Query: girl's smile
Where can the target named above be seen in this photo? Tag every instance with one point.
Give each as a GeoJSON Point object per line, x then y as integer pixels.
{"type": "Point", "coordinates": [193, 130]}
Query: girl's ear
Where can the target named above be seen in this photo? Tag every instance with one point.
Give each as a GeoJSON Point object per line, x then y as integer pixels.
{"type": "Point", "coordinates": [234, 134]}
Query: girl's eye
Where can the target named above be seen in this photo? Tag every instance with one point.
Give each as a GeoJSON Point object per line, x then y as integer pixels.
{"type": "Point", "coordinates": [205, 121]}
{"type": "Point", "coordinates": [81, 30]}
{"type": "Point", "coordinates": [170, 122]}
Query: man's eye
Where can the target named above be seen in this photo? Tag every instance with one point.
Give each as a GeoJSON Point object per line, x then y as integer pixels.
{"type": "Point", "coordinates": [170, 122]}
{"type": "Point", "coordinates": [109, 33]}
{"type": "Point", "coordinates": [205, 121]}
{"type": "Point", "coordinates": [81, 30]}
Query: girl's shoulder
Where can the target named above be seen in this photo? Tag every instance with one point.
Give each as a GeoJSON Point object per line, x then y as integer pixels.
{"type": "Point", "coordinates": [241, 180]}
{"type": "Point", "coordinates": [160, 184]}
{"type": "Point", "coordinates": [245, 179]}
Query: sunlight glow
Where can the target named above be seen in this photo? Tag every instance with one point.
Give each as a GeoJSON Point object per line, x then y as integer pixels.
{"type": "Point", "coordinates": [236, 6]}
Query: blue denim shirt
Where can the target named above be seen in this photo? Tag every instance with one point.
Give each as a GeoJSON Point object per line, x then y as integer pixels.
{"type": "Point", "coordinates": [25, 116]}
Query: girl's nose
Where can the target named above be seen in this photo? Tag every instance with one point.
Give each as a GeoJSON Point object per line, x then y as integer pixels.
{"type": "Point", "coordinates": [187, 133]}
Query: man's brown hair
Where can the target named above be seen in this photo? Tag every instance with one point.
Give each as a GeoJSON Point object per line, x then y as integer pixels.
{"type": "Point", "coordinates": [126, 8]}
+ + + +
● **TASK ITEM**:
All of the entries must be written out exactly as they stand.

● **OUTPUT BELOW**:
Query: girl's smile
Where can the target named above be seen in this photo? Tag every instance with one point.
Give each as a GeoJSON Point object per line, x then y as integer pixels.
{"type": "Point", "coordinates": [193, 130]}
Query: girl's ear
Where can the target named above be seen in this photo? Tag every instance with one point.
Give each as a GeoJSON Point object per line, x then y as integer pixels.
{"type": "Point", "coordinates": [234, 134]}
Query: girl's eye
Where can the target named above be seen in this photo? Tag every instance with one point.
Give each as a GeoJSON Point object per line, x then y as integer pixels.
{"type": "Point", "coordinates": [205, 121]}
{"type": "Point", "coordinates": [81, 30]}
{"type": "Point", "coordinates": [170, 122]}
Query: man's eye
Where can the target named above be seen in this photo? Tag every instance with one point.
Give each as a GeoJSON Point object per line, x then y as integer pixels.
{"type": "Point", "coordinates": [170, 122]}
{"type": "Point", "coordinates": [109, 33]}
{"type": "Point", "coordinates": [205, 121]}
{"type": "Point", "coordinates": [81, 30]}
Query: girl's shoulder
Where can the target named above be seen in this photo? Tag every instance with one point.
Give each as a GeoJSON Point object per line, x then y as integer pixels.
{"type": "Point", "coordinates": [241, 180]}
{"type": "Point", "coordinates": [160, 184]}
{"type": "Point", "coordinates": [245, 179]}
Query: sunlight glow
Where can the target named above be seen in this photo? Tag every instance with one point.
Give each as a GeoJSON Point object per line, x then y as integer pixels.
{"type": "Point", "coordinates": [236, 6]}
Query: blue denim shirt
Where can the target named above be seen in this photo? Tag every instance with one point.
Give each as a GeoJSON Point object per line, x then y as integer pixels.
{"type": "Point", "coordinates": [25, 116]}
Query: girl's nose
Where can the target named above be seen in this photo? Tag every instance with one point.
Give each as a GeoJSON Point object per line, x then y as integer pixels.
{"type": "Point", "coordinates": [187, 133]}
Query: man's brown hair
Where can the target named above be seen in this photo? Tag every instance with one point.
Give each as a GeoJSON Point object per line, x then y as integer pixels.
{"type": "Point", "coordinates": [126, 8]}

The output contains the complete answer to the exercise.